ABOUT THIS TASK ▸ Reproduce word for word the stretch of the commentary on historical films below, from "Was this the" through "filter of time.".

[DOCUMENT SECTION Boundary: Start]

Clearly Oliver Stone is not in Kansas anymore as in his
Alexander the Great (2004) he takes great trouble
to recreate authenticity with costume and location. Nevertheless,
all the children and Alexander himself seem to have spent
a gap year in Belfast and yes, we have no real idea of what
Alexander did sound or speak like, but its entirely
possible that he may have been Macedonian. What we do know
about him, according to Arrian, in his work Anabasis, (modelled
on the work of Xenophon) is that possibly he was born on
July 20th 356 or 355. That he had one dark eye and one pure
blue. That histories were also written about him by Plutach
and Diodorus, men who did not meet Alexander. Plutachs
work written in 100 AD. Ptolemy was the historian (and King)
who actually knew Alexander and recorded his own History
of Alexander, but none of these works refer to Alexander
dying his hair blonde.
Does it matter? Film, like historical fictions are only
entertainments, after all. They are not supposed to be scholarly
works and would bore us all rigid if they were. The very
fact that Arrian wrote Anabasis about Alexander meant that
the after effects of his empire building were reverberating
through history and that sometimes it is hard to separate
fact from myth, even just a few years after an event.
Mel Gibson with his epic The Passion of Christ (2004)
a film telling of the final hours of Christs
life is unusual in that it is spoken in Latin and Aramaic
with English subtitles. This lends it sense of authenticity,
at the same time ran a huge risk with audiences. That it
became the most profitable historical movie of all time
is testimony to the careful research done by Gibson and
the writer Benedict Fitzgerald and the topic itself. But
was it authentic?
Was this the real Christ? Were the Romans so callous and
cruel? These were the last hours of Christ and it could
be this was how it was or just another, rather vivid illustration.
The point of historical fiction, I suppose, whether in film
or print, it that everything is open to interpretation.
Was Christ even real? That of course is another debate,
but to strip away the layers of propaganda about him, what
he meant, what he said, how he acted, who he trusted is
hard. Everything we know about him was written after the
event, some by men who knew him, such as the apostles, some
by those who merely set down the oral histories after the
filter of time.

[DOCUMENT SECTION Boundary: End]
[DATA SUPPLIED Boundary: Start]

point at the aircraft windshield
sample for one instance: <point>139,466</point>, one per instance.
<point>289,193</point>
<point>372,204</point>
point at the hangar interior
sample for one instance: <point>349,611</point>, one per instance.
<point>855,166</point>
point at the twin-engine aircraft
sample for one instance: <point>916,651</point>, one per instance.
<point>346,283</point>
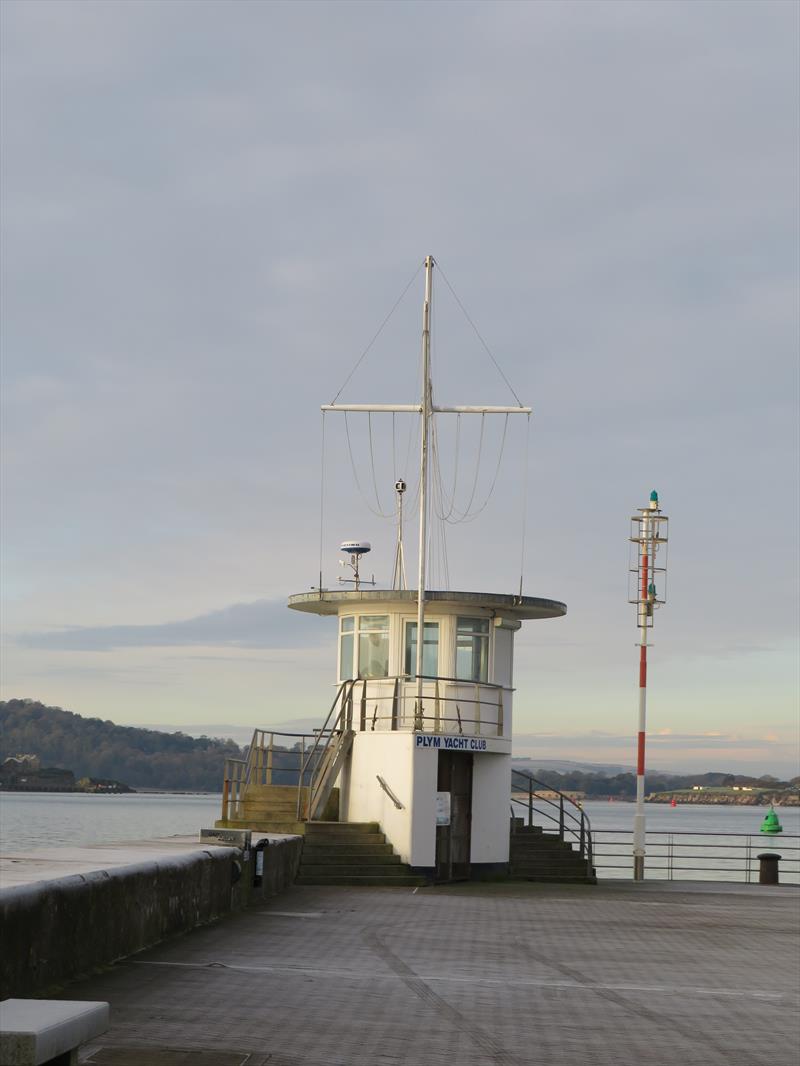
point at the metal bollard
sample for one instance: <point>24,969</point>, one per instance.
<point>768,868</point>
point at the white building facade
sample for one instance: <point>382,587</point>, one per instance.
<point>433,772</point>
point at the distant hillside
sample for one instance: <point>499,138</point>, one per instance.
<point>91,747</point>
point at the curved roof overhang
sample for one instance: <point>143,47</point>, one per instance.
<point>521,608</point>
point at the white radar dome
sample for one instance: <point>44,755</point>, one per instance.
<point>355,547</point>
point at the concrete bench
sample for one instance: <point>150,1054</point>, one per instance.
<point>33,1032</point>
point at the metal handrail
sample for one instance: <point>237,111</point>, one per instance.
<point>319,753</point>
<point>662,854</point>
<point>262,762</point>
<point>569,823</point>
<point>417,717</point>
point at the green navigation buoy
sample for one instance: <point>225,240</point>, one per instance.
<point>771,823</point>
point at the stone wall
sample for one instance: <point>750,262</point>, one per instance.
<point>54,931</point>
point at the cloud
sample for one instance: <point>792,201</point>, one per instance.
<point>262,624</point>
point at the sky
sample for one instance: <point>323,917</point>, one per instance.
<point>208,211</point>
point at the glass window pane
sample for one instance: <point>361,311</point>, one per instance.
<point>430,649</point>
<point>373,646</point>
<point>346,657</point>
<point>472,649</point>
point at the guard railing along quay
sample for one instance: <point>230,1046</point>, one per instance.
<point>538,804</point>
<point>688,855</point>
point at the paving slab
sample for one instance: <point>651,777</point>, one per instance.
<point>614,974</point>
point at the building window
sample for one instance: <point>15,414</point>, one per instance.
<point>472,649</point>
<point>373,645</point>
<point>430,649</point>
<point>347,641</point>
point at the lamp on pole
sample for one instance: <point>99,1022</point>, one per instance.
<point>646,570</point>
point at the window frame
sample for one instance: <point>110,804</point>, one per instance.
<point>364,629</point>
<point>475,634</point>
<point>406,646</point>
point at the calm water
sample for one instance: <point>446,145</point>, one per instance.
<point>676,850</point>
<point>30,820</point>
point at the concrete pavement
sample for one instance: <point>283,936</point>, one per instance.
<point>614,974</point>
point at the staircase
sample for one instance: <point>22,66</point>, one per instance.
<point>537,855</point>
<point>273,808</point>
<point>351,853</point>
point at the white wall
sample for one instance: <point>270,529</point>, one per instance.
<point>491,808</point>
<point>411,775</point>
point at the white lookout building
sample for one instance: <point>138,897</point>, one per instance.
<point>415,754</point>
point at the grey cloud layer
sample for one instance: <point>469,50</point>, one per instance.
<point>209,208</point>
<point>265,624</point>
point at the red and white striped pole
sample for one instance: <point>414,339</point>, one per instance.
<point>650,535</point>
<point>639,823</point>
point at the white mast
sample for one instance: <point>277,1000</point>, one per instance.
<point>424,470</point>
<point>427,409</point>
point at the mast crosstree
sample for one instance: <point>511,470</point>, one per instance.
<point>427,409</point>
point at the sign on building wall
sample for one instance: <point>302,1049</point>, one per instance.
<point>443,808</point>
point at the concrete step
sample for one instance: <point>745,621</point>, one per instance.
<point>344,838</point>
<point>405,882</point>
<point>559,878</point>
<point>536,867</point>
<point>548,872</point>
<point>345,851</point>
<point>313,857</point>
<point>552,854</point>
<point>355,870</point>
<point>262,825</point>
<point>346,826</point>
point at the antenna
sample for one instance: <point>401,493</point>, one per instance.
<point>646,570</point>
<point>398,576</point>
<point>355,549</point>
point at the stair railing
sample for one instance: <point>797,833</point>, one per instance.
<point>571,820</point>
<point>323,749</point>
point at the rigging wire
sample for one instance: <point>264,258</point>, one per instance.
<point>477,469</point>
<point>525,505</point>
<point>470,516</point>
<point>372,464</point>
<point>321,500</point>
<point>378,334</point>
<point>379,514</point>
<point>478,335</point>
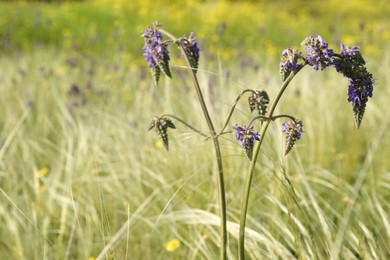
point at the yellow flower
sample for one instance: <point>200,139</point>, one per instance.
<point>172,245</point>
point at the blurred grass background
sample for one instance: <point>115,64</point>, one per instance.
<point>81,179</point>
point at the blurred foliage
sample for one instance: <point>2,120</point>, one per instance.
<point>225,28</point>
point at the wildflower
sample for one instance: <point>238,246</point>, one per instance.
<point>289,62</point>
<point>162,124</point>
<point>349,61</point>
<point>191,47</point>
<point>258,100</point>
<point>318,53</point>
<point>247,137</point>
<point>293,130</point>
<point>360,84</point>
<point>359,90</point>
<point>156,52</point>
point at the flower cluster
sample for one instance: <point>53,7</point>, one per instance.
<point>258,100</point>
<point>247,136</point>
<point>318,53</point>
<point>156,52</point>
<point>162,124</point>
<point>361,83</point>
<point>293,130</point>
<point>191,47</point>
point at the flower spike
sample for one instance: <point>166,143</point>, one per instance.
<point>318,53</point>
<point>156,52</point>
<point>293,130</point>
<point>247,137</point>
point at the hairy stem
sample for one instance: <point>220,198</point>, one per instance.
<point>248,183</point>
<point>232,109</point>
<point>186,124</point>
<point>214,136</point>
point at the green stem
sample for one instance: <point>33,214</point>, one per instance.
<point>232,109</point>
<point>214,136</point>
<point>186,124</point>
<point>248,183</point>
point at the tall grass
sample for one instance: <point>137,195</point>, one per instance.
<point>80,177</point>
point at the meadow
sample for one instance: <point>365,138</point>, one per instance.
<point>80,178</point>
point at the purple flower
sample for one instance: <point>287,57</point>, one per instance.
<point>349,61</point>
<point>290,59</point>
<point>247,137</point>
<point>348,51</point>
<point>318,53</point>
<point>156,51</point>
<point>293,130</point>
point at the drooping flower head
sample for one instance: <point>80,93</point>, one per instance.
<point>359,90</point>
<point>360,82</point>
<point>289,62</point>
<point>156,51</point>
<point>293,130</point>
<point>349,61</point>
<point>318,53</point>
<point>247,136</point>
<point>191,47</point>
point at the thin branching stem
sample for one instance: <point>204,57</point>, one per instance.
<point>232,109</point>
<point>248,183</point>
<point>217,148</point>
<point>186,124</point>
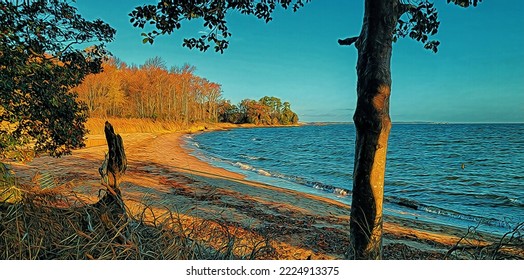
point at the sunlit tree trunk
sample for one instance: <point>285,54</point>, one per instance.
<point>372,124</point>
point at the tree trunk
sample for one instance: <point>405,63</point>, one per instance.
<point>111,206</point>
<point>372,124</point>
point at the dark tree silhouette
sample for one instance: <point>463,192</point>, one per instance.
<point>385,21</point>
<point>39,64</point>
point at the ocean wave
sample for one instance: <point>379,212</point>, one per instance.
<point>252,157</point>
<point>415,205</point>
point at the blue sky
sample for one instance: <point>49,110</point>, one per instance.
<point>477,75</point>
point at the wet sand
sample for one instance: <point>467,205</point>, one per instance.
<point>164,175</point>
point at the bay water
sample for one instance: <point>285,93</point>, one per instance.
<point>456,174</point>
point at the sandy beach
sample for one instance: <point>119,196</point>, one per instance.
<point>163,175</point>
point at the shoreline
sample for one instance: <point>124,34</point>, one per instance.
<point>164,174</point>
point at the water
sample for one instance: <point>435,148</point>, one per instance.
<point>458,174</point>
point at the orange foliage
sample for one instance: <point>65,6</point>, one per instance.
<point>151,91</point>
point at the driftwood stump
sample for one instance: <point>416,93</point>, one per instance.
<point>111,206</point>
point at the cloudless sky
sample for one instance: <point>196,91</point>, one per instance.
<point>477,75</point>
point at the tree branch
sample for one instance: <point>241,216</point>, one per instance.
<point>347,41</point>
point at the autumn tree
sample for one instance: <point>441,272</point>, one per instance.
<point>42,57</point>
<point>384,22</point>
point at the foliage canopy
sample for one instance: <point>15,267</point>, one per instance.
<point>417,19</point>
<point>40,61</point>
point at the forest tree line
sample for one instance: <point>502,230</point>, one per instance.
<point>177,94</point>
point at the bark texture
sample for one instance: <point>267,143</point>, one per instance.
<point>372,124</point>
<point>111,206</point>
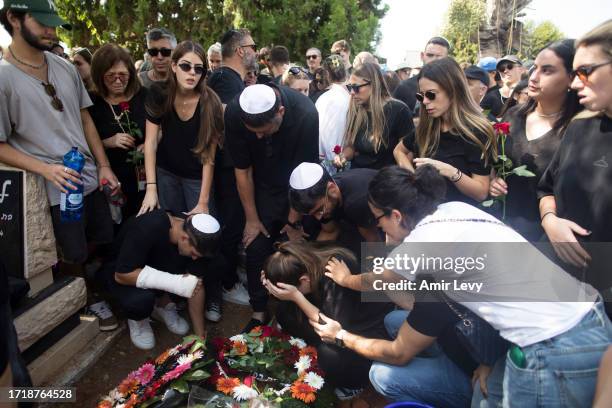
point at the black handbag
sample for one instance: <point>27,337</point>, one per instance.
<point>478,337</point>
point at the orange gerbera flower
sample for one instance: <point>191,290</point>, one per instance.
<point>310,352</point>
<point>226,385</point>
<point>162,357</point>
<point>303,392</point>
<point>240,348</point>
<point>128,385</point>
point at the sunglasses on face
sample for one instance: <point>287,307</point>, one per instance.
<point>584,71</point>
<point>112,76</point>
<point>165,52</point>
<point>55,101</point>
<point>428,94</point>
<point>356,87</point>
<point>186,67</point>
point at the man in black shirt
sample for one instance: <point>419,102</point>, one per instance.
<point>269,131</point>
<point>436,48</point>
<point>238,53</point>
<point>150,255</point>
<point>343,198</point>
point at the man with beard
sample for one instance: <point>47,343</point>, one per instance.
<point>160,43</point>
<point>43,115</point>
<point>238,53</point>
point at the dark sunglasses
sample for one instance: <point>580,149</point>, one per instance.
<point>55,101</point>
<point>584,71</point>
<point>165,52</point>
<point>296,70</point>
<point>428,94</point>
<point>356,88</point>
<point>186,67</point>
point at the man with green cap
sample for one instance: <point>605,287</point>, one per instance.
<point>43,115</point>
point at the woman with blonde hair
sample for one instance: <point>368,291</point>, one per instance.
<point>375,123</point>
<point>575,193</point>
<point>452,135</point>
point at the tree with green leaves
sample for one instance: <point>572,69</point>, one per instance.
<point>297,24</point>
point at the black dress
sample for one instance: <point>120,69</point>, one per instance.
<point>107,126</point>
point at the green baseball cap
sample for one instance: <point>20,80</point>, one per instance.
<point>43,11</point>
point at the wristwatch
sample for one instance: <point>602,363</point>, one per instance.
<point>340,338</point>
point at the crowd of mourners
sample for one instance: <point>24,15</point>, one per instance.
<point>248,177</point>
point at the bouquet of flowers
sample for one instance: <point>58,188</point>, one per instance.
<point>172,369</point>
<point>504,166</point>
<point>268,365</point>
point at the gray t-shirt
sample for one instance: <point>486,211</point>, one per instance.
<point>31,125</point>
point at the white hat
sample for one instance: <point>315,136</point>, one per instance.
<point>305,176</point>
<point>257,99</point>
<point>205,223</point>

[DATA SUPPLIED Boundary: End]

FINISHED TASK ▸
Was this the real Christ? Were the Romans so callous and
cruel? These were the last hours of Christ and it could
be this was how it was or just another, rather vivid illustration.
The point of historical fiction, I suppose, whether in film
or print, it that everything is open to interpretation.
Was Christ even real? That of course is another debate,
but to strip away the layers of propaganda about him, what
he meant, what he said, how he acted, who he trusted is
hard. Everything we know about him was written after the
event, some by men who knew him, such as the apostles, some
by those who merely set down the oral histories after the
filter of time.